Vanessa Amaral / Cie Bleu Gorgone

TEXTE ET MISE EN SCÈNE Vanessa Amaral
JEU Vanessa Amaral, Sachernka Anacassis, Lisa Torres, (distribution en cours)
DRAMATURGIE Aurore Jacob
RÉGIE GÉNÉRALE & SCÉNOGRAPHIE Inês Mota
CRÉATION LUMIÈRE Myriam Adjallé
CRÉATION SON Anthony Clerc
Lauréat Prix Incandescence section maquette 2023 

(Sortie de résidence)

Et toi, t’écoutes ton corps quand ça va mal ?

Lors d’un examen gynécologique de contrôle, Amina, aide-soignante âgée de 35 ans, apprend qu’elle a une tumeur dans l’utérus. Son corps, appliqué au service d’autrui, s’exprime désormais et lui crie un mal-être latent sur lequel son quotidien ronronnait. Face à la voix du corps, parviendra-t-elle à s’écouter, se libérer d’entraves plus anciennes et enfouies…Et naître à elle-même ?

NOTE D’INTENTION

Pratique de la ceinture, ô ventre est une pièce dont le désir d’écriture est issu de la vie concrète.
De mes expériences de fille et de sœur afro-descendante.
De la découverte des tumeurs que constituent les fibromes utérins.
De mon admiration pour les métiers de la santé, esquintés par la sur-temporisation, les réductions de moyens et d’effectif.

De la volonté de représenter une fiction dont le personnage principal est une femme noire, où l’intrigue s’attache à sa subjectivité et que figurent parmi les seconds rôles sa famille.
La pièce suit le parcours d’Amina, aide-soignante de 35 ans, qui apprend qu’elle a une tumeur dans l’utérus. Cette nouvelle va la plonger dans une enquête intime des maux qui pèsent sur son ventre depuis le berceau.

Il m’est apparu que ce qui traverse ses différentes strates est le corps, qu’il soit individuel, familial, médical, que ce corps serait donc le lieu d’une parole méconnue et rarement audible, et ainsi en faire une expérience partagée et spectaculaire.

Pratique de la ceinture, ô ventre s’articule autour du personnage d’Amina et de 3 cercles-corps :
– le corps médical, qui la prend en charge dans sa maladie, le gynéco, l’infirmière, l’anesthésiste
– la famille, représentée par la mère, le père
parents, dégradés en agent de service hospitalier et faisant fonction d’aide soignant en quittant leur pays d’origine,

Bintou, la sœur, cadre infirmier,
Victor, le frère, vilain petit canard ayant quitté tôt le foyer et devenu artiste.
-------
Tâche à faire:
Répondez aux questions suivantes d'après le texte ci-dessus :
(a) Quel métier exerce Amina ?
(b) Quel prix la pièce a-t-elle obtenu, dans quelle section et en quelle année ?
(c) Quelle est la profession de Bintou, la sœur ?
-------
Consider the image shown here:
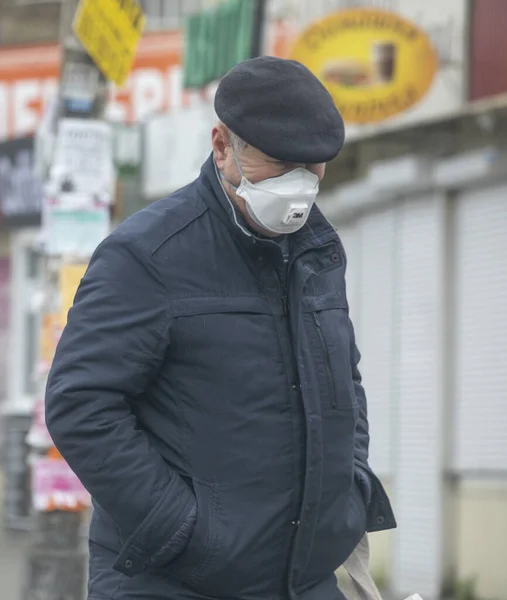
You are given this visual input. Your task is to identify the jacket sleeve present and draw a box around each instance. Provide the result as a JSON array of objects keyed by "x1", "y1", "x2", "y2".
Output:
[
  {"x1": 46, "y1": 232, "x2": 196, "y2": 576},
  {"x1": 349, "y1": 319, "x2": 372, "y2": 505}
]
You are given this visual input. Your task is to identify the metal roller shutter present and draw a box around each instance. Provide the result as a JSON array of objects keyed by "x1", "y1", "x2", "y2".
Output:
[
  {"x1": 357, "y1": 209, "x2": 395, "y2": 477},
  {"x1": 393, "y1": 195, "x2": 444, "y2": 598},
  {"x1": 453, "y1": 185, "x2": 507, "y2": 472}
]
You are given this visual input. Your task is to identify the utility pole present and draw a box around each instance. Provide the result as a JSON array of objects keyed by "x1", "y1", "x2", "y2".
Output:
-------
Réponse attendue:
(a) Amina est aide-soignante.
(b) Le Prix Incandescence, section maquette, en 2023.
(c) Bintou est cadre infirmier.